Читаем «Дело» Нарбута-Колченогого полностью

Для написания подобного признания нужно было иметь очень веские причины для того, чтобы возненавидеть власть большевиков и возлюбить власть господ, помещиков и генералов, и такие основания у Нарбута действительно были, по крайней мере – теоретически, поскольку он относился к старинному княжескому роду, владевшему имениями, садами и полями. Но брошенный за окно Ростова взгляд не может не задуть эту тлеющую в сердце тягу к возрождению власти элиты, поскольку, как писал беспристрастный исследователь истории Александр Локерман, после освобождения города от Красной армии в 1918-1919 годах «на улицах города появилась масса белогвардейцев в вызывающе яркой, опереточной форме, принявшихся с невиданной яростью зверски расправляться с заподозренными в большевизме. Кроме белогвардейцев в расправах участвовали и казачьи отряды, сформированные из людей, лично пострадавших от рук большевиков… И теперь они свирепствовали не с меньшей дикостью, чем большевики. Людей схватывали и расстреливали, некоторых предварительно жестоко пороли. Каждый день за городом, преимущественно в районе Балабановских рощ, находили трупы расстрелянных. Как и в дни большевизма, среди расстрелянных было много случайных, ни в чём не повинных лиц. Захваченных рабочих огульно зачисляли в красногвардейцы, выстраивали в ряд и скашивали пулемётным огнём», – свидетельствовал он в своих записях. Очевидец со стороны большевиков комиссар народного образования Донецко-Криворожской советской республики Михаил Петрович Жаков тоже подтверждает эти жестокие факты: «В Балабановской роще оказалось ещё 52 расстрелянных белыми».

Во время нахождения белой армии в Ростове-на-Дону епископ Арсений (Смоленец) просил убрать с центральных улиц города трупы повешенных на столбах большевиков, мотивируя это скорым празднованием Рождества Христова. Для этого он лично звонил коменданту города по телефону. По некоторым данным в качестве виселиц использовались столбы на Большой Садовой, густо увешанные рабочими».

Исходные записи
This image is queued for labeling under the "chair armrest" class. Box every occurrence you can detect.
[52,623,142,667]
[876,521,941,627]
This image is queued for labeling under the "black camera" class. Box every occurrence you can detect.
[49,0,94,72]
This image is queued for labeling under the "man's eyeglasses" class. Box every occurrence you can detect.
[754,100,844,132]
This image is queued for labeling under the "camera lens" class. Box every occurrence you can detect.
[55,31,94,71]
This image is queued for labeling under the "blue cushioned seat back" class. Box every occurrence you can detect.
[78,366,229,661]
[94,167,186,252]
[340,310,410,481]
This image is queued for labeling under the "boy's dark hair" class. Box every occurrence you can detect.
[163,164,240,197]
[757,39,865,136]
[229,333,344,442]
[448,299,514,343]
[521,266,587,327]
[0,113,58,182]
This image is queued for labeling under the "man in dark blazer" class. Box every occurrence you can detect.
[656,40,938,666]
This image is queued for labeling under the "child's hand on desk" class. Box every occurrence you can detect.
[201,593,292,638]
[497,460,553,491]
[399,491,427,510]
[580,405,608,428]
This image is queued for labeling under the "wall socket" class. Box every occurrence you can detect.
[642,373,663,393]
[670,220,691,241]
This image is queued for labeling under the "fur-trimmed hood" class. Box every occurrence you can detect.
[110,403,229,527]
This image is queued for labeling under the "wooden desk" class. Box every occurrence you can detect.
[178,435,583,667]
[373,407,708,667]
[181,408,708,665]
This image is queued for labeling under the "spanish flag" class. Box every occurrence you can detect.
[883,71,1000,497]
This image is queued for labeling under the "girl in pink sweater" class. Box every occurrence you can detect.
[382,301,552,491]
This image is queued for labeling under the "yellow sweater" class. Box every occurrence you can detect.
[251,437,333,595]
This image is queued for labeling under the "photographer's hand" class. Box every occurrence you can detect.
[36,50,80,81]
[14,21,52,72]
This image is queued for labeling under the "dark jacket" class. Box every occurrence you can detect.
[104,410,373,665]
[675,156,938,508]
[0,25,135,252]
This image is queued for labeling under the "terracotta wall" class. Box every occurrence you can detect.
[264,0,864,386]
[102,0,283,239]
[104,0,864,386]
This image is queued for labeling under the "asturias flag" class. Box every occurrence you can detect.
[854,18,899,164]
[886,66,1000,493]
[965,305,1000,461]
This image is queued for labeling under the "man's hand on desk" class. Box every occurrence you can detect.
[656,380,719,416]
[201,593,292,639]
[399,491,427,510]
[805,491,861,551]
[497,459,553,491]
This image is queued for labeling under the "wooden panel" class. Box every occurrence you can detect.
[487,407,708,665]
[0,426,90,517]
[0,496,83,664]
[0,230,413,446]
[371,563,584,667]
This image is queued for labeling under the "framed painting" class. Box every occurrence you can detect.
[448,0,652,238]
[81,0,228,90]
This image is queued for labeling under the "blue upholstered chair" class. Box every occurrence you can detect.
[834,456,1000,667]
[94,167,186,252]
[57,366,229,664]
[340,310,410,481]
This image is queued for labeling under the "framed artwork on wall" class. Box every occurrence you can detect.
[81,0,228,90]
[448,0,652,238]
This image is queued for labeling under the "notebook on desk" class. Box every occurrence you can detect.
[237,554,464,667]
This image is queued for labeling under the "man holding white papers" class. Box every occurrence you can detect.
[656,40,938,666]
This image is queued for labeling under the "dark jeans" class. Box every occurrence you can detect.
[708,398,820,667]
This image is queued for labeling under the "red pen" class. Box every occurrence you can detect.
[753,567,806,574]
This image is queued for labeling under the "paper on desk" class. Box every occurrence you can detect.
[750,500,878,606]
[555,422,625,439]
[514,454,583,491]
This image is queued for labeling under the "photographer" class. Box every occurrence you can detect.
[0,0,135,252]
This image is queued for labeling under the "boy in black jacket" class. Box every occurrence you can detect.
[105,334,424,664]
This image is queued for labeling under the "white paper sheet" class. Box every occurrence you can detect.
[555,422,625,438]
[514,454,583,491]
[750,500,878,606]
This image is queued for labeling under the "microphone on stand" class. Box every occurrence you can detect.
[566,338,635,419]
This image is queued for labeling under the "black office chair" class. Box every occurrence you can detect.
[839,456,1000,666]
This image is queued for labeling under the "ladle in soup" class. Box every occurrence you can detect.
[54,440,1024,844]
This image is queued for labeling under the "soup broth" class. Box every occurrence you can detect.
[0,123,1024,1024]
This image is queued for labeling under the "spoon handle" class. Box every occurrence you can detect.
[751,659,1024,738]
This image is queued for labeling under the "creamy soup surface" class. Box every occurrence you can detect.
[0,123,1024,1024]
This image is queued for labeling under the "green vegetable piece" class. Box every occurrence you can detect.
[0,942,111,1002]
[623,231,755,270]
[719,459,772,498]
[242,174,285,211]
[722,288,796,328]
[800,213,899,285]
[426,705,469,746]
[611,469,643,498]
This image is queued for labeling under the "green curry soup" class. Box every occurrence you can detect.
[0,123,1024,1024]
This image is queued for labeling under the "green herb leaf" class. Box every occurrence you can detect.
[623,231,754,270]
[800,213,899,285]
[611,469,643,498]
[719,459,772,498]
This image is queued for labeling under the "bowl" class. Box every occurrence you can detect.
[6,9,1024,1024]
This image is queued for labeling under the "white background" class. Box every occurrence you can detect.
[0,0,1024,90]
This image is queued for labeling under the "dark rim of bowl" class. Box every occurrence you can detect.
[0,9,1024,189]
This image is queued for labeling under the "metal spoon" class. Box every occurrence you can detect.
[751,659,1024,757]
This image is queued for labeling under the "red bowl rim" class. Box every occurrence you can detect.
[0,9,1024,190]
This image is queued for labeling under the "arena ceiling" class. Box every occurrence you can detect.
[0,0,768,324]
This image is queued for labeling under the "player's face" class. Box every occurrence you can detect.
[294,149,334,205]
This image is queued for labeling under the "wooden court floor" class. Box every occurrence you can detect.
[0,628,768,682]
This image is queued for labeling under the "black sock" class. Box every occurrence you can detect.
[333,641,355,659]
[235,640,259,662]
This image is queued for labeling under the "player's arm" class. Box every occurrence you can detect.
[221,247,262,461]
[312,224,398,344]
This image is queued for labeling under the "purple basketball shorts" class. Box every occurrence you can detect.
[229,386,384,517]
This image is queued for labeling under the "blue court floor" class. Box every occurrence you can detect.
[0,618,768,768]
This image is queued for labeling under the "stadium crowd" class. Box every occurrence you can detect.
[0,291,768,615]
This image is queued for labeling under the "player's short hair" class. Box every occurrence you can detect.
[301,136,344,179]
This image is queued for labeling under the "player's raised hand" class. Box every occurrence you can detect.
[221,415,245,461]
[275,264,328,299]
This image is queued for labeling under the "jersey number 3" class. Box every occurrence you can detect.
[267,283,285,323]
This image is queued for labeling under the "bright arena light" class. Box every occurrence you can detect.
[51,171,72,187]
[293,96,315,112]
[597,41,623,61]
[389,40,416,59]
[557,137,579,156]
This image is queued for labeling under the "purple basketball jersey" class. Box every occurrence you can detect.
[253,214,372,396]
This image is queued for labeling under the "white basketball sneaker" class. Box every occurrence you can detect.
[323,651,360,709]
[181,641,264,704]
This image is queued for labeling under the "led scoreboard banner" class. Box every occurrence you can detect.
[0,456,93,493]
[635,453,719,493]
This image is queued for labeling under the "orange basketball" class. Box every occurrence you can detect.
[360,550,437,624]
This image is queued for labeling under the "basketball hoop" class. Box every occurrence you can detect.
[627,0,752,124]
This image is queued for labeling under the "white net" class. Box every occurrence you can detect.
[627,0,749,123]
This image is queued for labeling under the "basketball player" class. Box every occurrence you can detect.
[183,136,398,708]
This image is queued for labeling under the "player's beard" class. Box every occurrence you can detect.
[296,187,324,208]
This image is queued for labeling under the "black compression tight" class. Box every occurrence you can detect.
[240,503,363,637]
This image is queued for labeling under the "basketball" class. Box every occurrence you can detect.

▶ _Письменное задание_
В каком районе за городом, согласно фрагменту о событиях в Ростове-на-Дону, ежедневно находили трупы расстрелянных?

▶ _Правильный ответ_
Преимущественно в районе Балабановских рощ.